[TASK TO CARRY OUT]: Starting with the line that contains "Exercise. Pick out the wet" and continuing through the last line of the material below, convert those lines into a JSON list of strings, one string per line, skipping blank lines.

[DATA SUPPLIED]:
══════════

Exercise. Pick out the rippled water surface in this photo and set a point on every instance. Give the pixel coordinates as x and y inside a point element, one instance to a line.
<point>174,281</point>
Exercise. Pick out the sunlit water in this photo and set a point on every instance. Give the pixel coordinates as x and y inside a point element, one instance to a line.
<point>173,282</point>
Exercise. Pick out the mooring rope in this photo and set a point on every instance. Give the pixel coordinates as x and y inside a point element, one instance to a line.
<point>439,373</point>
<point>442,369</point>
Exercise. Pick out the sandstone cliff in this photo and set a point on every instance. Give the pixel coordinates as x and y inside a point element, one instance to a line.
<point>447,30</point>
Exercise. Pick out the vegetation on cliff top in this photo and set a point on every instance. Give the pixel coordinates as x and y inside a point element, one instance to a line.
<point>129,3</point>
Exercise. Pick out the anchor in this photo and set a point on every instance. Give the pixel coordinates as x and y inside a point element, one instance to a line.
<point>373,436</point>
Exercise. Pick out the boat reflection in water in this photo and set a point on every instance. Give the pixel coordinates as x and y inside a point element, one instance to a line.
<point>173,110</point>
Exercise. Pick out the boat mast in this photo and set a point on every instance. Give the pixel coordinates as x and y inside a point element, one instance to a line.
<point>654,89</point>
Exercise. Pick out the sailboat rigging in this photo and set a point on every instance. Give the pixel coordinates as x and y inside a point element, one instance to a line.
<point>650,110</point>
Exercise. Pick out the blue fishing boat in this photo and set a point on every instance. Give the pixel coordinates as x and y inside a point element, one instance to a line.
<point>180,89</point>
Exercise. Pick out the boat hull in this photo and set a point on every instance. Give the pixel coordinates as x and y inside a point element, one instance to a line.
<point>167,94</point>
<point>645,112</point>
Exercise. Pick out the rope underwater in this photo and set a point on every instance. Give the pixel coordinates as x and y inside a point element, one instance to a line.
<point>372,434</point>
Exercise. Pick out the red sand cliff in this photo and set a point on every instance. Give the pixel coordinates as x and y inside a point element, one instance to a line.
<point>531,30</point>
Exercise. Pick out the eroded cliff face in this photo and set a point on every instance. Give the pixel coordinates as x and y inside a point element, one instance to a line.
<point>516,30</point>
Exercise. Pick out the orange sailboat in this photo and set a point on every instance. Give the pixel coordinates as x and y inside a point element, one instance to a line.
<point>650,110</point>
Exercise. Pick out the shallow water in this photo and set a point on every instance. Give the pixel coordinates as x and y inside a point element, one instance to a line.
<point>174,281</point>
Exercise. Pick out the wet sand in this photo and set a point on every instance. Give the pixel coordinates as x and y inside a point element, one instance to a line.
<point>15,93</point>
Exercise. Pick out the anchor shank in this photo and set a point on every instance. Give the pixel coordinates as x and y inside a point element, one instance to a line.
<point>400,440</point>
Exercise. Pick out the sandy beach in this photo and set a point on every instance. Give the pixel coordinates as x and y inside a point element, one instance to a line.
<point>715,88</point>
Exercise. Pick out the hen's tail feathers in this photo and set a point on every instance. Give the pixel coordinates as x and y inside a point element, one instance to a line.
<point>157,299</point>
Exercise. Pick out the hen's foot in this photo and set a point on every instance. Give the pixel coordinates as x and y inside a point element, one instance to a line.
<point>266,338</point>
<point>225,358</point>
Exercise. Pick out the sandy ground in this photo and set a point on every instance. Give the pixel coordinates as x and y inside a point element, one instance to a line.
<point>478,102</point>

══════════

[FINISHED TASK]:
[
  "Exercise. Pick out the wet sand in this photo and set a point on every instance. Give the pixel coordinates as x and y inside a point element, one instance to a line.",
  "<point>15,93</point>",
  "Exercise. Pick out the anchor shank in this photo and set a point on every instance. Give the pixel coordinates as x and y inside a point element, one instance to a line.",
  "<point>400,440</point>",
  "Exercise. Pick out the sandy beach in this photo and set a point on every instance. Give the pixel coordinates as x and y inside a point element, one instance to a line.",
  "<point>715,88</point>",
  "Exercise. Pick out the hen's tail feathers in this photo and set a point on every instance. Give the pixel coordinates as x and y inside a point element, one instance to a line.",
  "<point>157,299</point>",
  "Exercise. Pick out the hen's foot in this photo and set a point on every instance. Give the pixel coordinates as x and y inside a point element, one instance to a line.",
  "<point>266,338</point>",
  "<point>225,358</point>",
  "Exercise. Pick out the sandy ground in this photo and set a point on every instance. Give the pixel coordinates as x and y inside a point element, one instance to a line.",
  "<point>478,102</point>"
]